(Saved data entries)

* * * * * * *

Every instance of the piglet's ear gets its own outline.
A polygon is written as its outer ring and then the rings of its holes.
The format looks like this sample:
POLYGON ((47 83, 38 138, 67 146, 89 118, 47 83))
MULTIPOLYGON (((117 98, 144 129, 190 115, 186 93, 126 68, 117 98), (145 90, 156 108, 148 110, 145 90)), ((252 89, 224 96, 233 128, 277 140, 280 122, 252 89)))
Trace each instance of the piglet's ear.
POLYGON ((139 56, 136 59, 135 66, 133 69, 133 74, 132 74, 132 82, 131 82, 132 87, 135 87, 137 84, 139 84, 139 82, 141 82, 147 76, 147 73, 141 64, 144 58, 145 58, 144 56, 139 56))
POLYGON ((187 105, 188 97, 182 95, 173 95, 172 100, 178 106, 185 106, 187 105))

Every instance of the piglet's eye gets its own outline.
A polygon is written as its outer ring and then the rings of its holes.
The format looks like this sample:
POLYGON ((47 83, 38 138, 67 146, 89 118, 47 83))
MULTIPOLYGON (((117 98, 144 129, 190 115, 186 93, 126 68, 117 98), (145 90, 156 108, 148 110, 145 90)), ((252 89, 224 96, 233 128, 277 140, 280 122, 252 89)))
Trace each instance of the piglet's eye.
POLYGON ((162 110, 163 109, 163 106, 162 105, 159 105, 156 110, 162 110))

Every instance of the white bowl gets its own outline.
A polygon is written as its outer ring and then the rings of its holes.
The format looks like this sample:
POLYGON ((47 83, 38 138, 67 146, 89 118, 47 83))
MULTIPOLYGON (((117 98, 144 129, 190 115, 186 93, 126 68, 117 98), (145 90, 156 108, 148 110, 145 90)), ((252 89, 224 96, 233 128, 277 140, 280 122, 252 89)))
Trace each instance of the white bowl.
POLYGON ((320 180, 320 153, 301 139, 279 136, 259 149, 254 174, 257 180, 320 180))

* * * * * * *

**ASSIGNMENT**
Without dropping a single line, output the records above exactly.

**EXERCISE SOLUTION**
Every instance of the piglet's ear gets its own outline.
A polygon is written as its outer ring and then the rings of its holes.
The format looks like this sample:
POLYGON ((47 83, 38 138, 67 146, 89 118, 47 83))
MULTIPOLYGON (((117 98, 144 129, 190 115, 186 93, 126 68, 117 98), (145 90, 156 108, 148 110, 145 90)), ((252 89, 224 96, 233 128, 277 140, 280 122, 252 89)))
Trace each instance of the piglet's ear.
POLYGON ((139 56, 136 59, 135 66, 133 69, 133 74, 132 74, 132 82, 131 82, 132 87, 135 87, 137 84, 139 84, 139 82, 141 82, 147 76, 147 73, 141 64, 144 58, 145 58, 144 56, 139 56))
POLYGON ((187 105, 188 97, 182 95, 173 95, 172 100, 178 106, 185 106, 187 105))

Every instance of the piglet's eye gets its own outline.
A polygon is written as its outer ring and then the rings of its holes.
The format looks like this sample:
POLYGON ((47 83, 38 138, 67 146, 89 118, 47 83))
MULTIPOLYGON (((117 98, 144 129, 190 115, 186 93, 126 68, 117 98), (145 90, 156 108, 148 110, 145 90)), ((252 89, 224 96, 233 128, 277 140, 280 122, 252 89)))
Trace each instance of the piglet's eye.
POLYGON ((162 110, 163 109, 163 106, 162 105, 159 105, 156 110, 162 110))

Every instance of the white bowl gets its own outline.
A polygon is written as its outer ring and then the rings of its holes.
The format looks like this sample:
POLYGON ((47 83, 38 138, 67 146, 89 118, 47 83))
MULTIPOLYGON (((117 98, 144 129, 190 115, 186 93, 126 68, 117 98), (145 90, 156 108, 148 110, 145 90)), ((252 89, 224 96, 233 128, 277 140, 280 122, 252 89)))
Trace each instance of the white bowl.
POLYGON ((320 180, 320 153, 301 139, 279 136, 259 149, 254 174, 257 180, 320 180))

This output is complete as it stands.